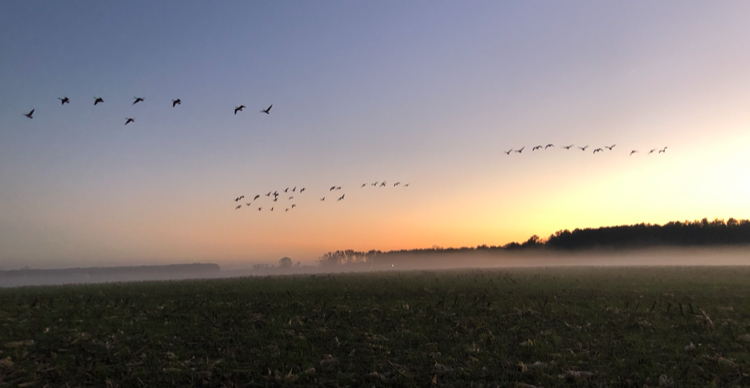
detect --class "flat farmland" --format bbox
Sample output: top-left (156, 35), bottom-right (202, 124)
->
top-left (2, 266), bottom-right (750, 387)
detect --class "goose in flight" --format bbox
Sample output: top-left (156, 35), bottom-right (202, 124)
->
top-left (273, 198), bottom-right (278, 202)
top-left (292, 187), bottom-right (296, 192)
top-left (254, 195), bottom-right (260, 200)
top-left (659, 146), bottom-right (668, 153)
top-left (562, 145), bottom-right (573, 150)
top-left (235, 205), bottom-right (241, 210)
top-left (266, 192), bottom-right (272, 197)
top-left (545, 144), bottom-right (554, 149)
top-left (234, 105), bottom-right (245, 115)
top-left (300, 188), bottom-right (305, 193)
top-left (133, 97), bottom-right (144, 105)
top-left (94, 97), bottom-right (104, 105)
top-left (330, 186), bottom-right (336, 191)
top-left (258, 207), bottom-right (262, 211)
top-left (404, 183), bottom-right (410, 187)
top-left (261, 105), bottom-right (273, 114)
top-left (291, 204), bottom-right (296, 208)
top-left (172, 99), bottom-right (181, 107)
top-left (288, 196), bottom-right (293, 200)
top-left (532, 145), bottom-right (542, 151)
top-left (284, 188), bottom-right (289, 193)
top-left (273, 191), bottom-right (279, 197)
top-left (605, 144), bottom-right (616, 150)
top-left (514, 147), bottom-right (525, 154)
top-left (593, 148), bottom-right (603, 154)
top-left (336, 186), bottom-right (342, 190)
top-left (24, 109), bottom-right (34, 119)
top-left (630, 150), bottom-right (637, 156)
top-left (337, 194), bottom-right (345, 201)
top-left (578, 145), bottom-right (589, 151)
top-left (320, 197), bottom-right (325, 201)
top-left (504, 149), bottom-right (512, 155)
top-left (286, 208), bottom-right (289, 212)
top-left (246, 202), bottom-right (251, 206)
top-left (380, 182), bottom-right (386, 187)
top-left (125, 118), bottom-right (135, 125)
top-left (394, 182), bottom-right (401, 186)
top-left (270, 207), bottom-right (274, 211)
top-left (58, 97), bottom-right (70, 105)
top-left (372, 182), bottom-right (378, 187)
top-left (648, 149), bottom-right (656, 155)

---

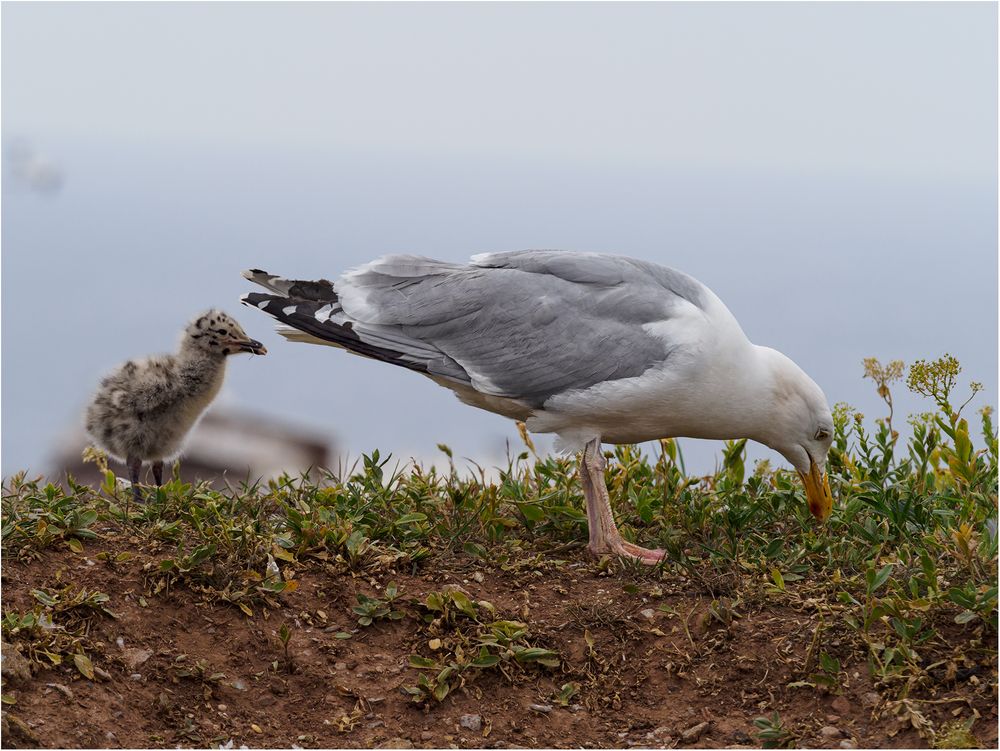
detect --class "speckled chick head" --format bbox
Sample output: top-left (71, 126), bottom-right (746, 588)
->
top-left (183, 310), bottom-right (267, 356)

[Task objective] Output each line of the listing in which the string "class" is found.

[Output of the task]
detect --class "flat farmland" --format bbox
detect --class "goose in flight" --format bbox
detect --class "speckled chick head" --format bbox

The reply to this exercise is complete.